July 26, 2022

Is Anxiety Taking Over Your Relationship

by Psych Times Staff

Anxiety can be very intrusive. It can impact so many facets of your life and sometimes without you even realizing it. It can hold you back at work from seeking the next promotion, it can prevent you from getting out and trying new things with friends, and it can even hijack and potentially even disrupt your personal relationships. 

Anxiety can cause you to feel overwhelmed, panicked, or just uneasy and this can in turn affect the relationships with those closest to you. Have you noticed a strain on your relationships but been unable to realize why? Have you ever considered that it could be the effects of your anxiety that are impacting your relationships? If you are beginning to wonder whether your anxiety could be impacting your relationships, here are some ways in which anxiety could be taking over your relationships and what you can do to stop it.

== Work instructions ==
From the article on anxiety and relationships, output the passage starting with "by Psych Times" and going on through "to stop it.". The entries after the article aren't needed.

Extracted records
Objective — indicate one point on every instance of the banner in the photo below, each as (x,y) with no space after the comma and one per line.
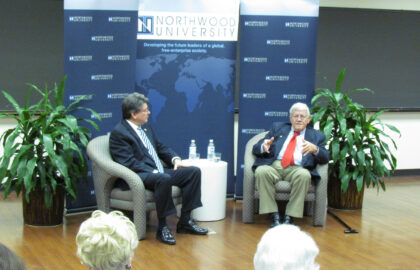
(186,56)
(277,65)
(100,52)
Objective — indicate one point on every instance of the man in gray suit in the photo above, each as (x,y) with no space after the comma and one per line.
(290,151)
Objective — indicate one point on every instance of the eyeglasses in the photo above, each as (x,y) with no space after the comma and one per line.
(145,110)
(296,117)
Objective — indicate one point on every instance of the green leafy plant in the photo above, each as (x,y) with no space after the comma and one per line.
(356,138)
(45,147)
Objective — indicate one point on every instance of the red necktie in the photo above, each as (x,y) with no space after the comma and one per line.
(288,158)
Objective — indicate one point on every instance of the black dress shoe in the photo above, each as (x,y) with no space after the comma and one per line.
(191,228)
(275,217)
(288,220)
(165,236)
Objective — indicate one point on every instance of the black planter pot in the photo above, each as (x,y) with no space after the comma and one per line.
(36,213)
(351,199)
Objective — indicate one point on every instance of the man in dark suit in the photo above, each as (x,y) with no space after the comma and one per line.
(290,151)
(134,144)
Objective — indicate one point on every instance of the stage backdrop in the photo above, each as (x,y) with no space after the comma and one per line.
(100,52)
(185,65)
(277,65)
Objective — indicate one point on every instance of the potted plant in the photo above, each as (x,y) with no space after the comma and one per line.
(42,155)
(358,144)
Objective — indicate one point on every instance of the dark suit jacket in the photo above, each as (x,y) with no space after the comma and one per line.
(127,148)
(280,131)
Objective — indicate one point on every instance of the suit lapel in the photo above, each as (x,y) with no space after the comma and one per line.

== Written answer ==
by Psych Times Staff

Anxiety can be very intrusive. It can impact so many facets of your life and sometimes without you even realizing it. It can hold you back at work from seeking the next promotion, it can prevent you from getting out and trying new things with friends, and it can even hijack and potentially even disrupt your personal relationships. 

Anxiety can cause you to feel overwhelmed, panicked, or just uneasy and this can in turn affect the relationships with those closest to you. Have you noticed a strain on your relationships but been unable to realize why? Have you ever considered that it could be the effects of your anxiety that are impacting your relationships? If you are beginning to wonder whether your anxiety could be impacting your relationships, here are some ways in which anxiety could be taking over your relationships and what you can do to stop it.